***** RECORDS FOR THIS TASK *****
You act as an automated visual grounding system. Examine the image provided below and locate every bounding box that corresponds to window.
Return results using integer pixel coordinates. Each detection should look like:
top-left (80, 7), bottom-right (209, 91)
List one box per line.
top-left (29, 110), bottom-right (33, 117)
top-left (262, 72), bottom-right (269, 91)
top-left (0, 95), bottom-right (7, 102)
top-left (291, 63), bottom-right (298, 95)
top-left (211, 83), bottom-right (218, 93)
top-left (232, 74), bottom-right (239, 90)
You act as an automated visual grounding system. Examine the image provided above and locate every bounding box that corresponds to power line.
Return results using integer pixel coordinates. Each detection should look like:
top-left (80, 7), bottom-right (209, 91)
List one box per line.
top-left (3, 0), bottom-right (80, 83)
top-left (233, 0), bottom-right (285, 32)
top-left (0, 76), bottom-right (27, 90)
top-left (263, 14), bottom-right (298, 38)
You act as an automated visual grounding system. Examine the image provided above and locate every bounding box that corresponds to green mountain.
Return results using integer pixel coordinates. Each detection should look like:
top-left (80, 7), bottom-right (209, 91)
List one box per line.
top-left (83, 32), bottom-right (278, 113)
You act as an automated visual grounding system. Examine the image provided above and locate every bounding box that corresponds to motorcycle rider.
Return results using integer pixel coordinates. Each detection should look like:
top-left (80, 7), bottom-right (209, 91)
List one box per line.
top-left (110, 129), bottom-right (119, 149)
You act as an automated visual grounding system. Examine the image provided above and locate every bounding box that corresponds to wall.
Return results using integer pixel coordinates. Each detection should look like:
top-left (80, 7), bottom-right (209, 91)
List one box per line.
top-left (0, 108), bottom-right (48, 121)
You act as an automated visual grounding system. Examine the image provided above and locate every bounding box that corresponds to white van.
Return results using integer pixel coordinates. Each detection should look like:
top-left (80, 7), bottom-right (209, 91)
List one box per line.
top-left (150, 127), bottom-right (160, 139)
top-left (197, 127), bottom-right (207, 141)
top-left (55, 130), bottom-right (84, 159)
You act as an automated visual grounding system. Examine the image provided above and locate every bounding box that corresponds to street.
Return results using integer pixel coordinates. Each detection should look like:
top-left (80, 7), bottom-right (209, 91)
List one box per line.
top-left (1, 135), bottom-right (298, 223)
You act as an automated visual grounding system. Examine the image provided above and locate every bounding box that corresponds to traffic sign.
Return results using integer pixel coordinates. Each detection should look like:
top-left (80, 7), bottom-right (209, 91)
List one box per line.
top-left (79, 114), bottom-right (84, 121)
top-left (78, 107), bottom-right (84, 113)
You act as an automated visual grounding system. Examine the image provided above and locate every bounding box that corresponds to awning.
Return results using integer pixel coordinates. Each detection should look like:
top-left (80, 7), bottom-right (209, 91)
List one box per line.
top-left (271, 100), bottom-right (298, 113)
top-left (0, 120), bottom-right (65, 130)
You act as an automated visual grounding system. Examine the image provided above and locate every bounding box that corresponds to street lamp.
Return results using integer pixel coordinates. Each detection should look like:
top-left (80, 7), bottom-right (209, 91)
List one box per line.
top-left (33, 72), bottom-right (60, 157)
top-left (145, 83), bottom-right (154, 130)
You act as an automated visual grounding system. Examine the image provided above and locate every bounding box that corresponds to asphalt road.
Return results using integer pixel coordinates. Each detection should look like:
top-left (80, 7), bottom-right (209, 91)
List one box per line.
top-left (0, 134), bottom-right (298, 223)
*****
TASK OBJECTIVE >>
Filter the entries down to the lines containing "street". Copy each of those lines.

ANSWER SPACE >>
You act as an automated visual grounding system. Examine the image provided above and locate every bounding box that corresponds to street.
You act as an automated visual grounding system. Examine the image provided above and locate every bounding box that corresponds to street lamp.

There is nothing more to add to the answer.